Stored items
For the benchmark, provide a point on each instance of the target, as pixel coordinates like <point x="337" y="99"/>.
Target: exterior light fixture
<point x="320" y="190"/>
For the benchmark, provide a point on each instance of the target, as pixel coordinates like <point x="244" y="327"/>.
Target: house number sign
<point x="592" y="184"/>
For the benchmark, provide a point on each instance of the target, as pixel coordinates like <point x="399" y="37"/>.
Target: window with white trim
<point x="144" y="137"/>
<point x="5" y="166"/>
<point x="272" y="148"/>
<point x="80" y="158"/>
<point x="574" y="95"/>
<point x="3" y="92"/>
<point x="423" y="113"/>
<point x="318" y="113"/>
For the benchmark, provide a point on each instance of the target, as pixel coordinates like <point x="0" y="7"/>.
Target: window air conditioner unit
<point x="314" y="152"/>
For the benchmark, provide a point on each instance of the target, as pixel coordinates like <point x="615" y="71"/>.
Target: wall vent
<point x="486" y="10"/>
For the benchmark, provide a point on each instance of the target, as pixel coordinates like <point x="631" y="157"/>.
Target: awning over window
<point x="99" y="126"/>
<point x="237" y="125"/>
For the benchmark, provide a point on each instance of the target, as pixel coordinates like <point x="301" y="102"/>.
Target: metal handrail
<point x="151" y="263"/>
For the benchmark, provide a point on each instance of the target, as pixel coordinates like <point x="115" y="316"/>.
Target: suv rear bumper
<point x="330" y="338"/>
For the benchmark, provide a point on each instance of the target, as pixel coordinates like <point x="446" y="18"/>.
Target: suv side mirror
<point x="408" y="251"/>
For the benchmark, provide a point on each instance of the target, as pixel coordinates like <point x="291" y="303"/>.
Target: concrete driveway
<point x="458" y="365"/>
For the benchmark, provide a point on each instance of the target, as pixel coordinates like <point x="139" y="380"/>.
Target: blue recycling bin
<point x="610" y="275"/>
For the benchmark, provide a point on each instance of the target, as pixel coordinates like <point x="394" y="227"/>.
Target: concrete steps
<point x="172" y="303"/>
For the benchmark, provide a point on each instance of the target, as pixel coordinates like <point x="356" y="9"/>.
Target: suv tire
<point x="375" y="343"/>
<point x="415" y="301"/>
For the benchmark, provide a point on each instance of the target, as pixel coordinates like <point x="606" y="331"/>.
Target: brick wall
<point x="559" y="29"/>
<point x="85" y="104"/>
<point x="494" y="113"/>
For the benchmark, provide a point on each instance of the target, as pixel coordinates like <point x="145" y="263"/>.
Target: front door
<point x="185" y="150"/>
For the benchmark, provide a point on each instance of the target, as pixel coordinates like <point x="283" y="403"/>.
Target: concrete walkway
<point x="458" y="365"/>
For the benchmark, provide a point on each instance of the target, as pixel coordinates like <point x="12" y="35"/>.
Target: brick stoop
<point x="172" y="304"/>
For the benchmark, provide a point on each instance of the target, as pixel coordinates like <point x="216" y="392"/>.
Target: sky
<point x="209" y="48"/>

--

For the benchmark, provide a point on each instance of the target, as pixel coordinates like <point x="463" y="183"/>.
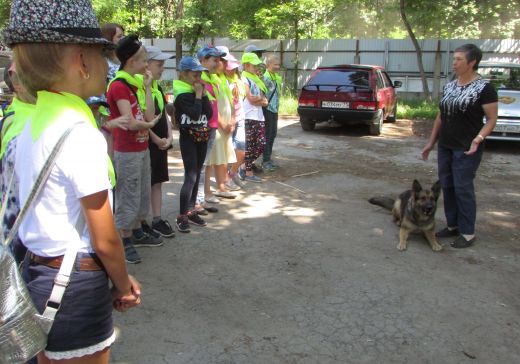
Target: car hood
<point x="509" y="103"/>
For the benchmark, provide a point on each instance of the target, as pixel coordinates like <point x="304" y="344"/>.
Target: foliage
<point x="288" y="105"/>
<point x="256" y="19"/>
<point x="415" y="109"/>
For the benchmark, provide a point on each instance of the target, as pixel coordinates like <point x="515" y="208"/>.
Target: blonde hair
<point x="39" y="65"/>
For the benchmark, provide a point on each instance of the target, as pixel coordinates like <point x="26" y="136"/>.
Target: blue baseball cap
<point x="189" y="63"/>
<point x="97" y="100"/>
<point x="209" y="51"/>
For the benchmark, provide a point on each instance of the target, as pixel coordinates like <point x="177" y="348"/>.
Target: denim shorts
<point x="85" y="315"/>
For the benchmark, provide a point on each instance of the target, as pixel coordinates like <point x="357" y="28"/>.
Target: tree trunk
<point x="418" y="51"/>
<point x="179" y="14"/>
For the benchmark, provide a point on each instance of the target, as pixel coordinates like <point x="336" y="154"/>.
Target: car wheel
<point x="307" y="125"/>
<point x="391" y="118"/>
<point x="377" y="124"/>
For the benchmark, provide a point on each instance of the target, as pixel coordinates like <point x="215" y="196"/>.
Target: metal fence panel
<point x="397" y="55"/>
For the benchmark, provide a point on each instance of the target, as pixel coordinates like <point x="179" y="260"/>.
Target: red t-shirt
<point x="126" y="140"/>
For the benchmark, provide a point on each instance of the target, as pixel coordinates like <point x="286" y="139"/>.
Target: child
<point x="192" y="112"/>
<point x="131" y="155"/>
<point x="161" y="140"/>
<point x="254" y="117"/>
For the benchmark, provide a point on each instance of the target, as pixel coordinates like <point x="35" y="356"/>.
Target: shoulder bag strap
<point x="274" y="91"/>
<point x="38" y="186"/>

==

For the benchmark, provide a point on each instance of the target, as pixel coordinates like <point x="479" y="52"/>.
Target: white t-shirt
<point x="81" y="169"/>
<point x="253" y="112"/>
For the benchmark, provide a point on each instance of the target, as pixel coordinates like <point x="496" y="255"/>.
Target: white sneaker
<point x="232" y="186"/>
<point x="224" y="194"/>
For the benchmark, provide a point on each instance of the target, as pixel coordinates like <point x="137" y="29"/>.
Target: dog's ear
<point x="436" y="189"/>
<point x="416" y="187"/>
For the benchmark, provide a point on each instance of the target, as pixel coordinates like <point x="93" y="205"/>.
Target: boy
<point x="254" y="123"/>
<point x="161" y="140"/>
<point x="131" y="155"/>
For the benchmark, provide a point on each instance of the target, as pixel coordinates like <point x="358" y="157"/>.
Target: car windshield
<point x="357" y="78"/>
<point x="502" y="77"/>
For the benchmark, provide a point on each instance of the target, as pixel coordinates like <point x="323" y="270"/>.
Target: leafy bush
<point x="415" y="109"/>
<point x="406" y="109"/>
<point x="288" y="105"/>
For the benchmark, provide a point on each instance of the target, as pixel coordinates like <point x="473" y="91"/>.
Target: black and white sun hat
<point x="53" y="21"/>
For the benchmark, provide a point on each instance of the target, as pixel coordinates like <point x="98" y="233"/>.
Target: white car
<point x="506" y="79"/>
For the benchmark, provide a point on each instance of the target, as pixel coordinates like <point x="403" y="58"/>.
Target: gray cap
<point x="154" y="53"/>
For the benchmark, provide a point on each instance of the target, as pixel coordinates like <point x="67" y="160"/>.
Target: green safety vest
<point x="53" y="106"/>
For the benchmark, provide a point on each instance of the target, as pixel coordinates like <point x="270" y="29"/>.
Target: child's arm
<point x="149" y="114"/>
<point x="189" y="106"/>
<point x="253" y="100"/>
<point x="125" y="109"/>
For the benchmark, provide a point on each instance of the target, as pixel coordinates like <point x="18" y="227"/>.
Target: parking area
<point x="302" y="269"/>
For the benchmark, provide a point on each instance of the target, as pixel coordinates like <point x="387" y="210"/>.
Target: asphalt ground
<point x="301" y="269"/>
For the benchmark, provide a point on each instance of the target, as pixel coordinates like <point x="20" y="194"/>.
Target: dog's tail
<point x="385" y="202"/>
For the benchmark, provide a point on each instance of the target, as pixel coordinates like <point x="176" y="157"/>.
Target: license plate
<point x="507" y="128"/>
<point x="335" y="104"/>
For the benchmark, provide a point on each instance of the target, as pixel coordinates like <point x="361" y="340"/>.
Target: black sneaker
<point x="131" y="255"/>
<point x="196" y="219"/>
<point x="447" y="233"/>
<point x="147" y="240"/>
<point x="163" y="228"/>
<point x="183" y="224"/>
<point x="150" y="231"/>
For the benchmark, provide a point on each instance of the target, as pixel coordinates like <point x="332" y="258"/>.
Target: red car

PROBLEM DETAILS
List each line from the rows above that contains the word "white", copying every such line in full.

OUTPUT FOR THIS TASK
Target: window with white trim
Target: white t-shirt
Target: white sneaker
Target: black and white sun hat
Target: white car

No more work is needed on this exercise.